DATA FOR THIS TASK:
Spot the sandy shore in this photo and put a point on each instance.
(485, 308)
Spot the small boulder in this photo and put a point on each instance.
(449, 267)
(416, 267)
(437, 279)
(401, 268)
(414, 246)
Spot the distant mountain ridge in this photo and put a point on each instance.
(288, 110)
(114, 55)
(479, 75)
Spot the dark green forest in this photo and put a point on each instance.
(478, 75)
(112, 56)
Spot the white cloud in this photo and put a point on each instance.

--

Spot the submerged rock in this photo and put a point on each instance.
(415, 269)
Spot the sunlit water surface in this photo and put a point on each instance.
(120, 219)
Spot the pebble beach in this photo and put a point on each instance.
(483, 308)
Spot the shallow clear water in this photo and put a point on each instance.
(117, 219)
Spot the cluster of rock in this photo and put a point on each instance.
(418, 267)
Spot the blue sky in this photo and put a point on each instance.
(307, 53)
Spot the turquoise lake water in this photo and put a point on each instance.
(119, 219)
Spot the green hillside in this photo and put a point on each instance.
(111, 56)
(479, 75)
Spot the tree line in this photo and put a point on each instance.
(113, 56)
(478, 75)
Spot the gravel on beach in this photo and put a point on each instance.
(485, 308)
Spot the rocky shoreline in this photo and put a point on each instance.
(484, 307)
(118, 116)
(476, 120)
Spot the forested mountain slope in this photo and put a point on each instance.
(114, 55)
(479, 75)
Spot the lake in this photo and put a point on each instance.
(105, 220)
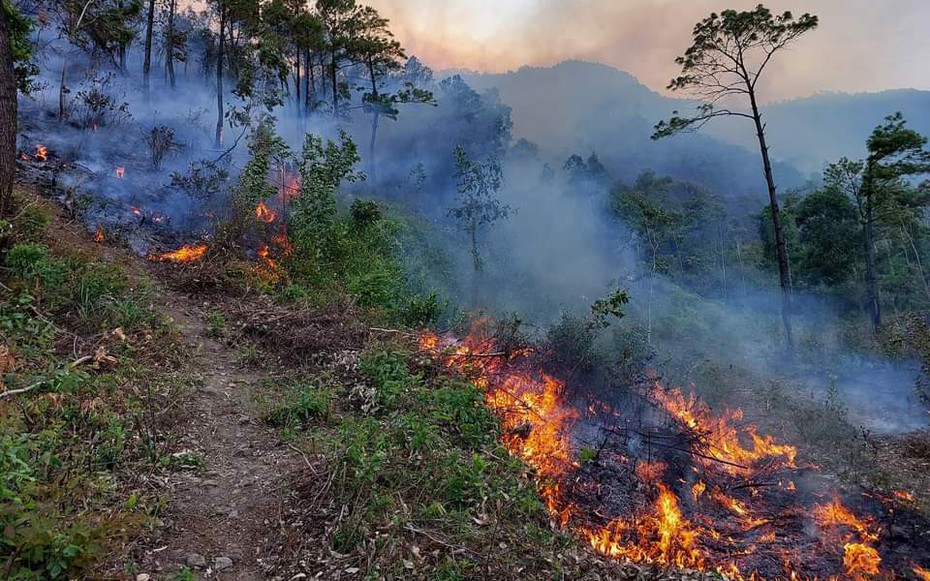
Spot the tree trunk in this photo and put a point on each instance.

---

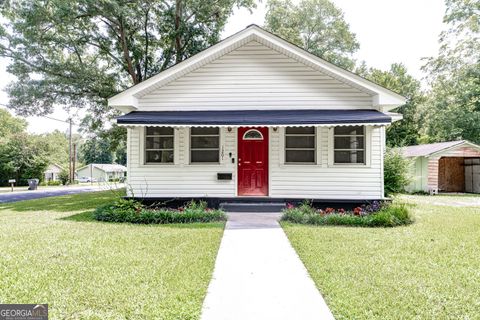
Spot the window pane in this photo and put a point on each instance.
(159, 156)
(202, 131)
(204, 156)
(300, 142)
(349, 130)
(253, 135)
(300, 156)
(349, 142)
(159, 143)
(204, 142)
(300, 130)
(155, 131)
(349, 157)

BRIEF:
Please convert the records starting at the line containing "Spot the dark" and ending at the line containing "Spot the white" into a JSON list of strings, with one string per line and blank lines left out.

SOLVED PROBLEM:
[
  "Spot the dark green forest in this photo and put a point on each instance.",
  "(478, 75)",
  "(112, 56)",
  "Spot the white cloud in this photo and put a point on each instance."
]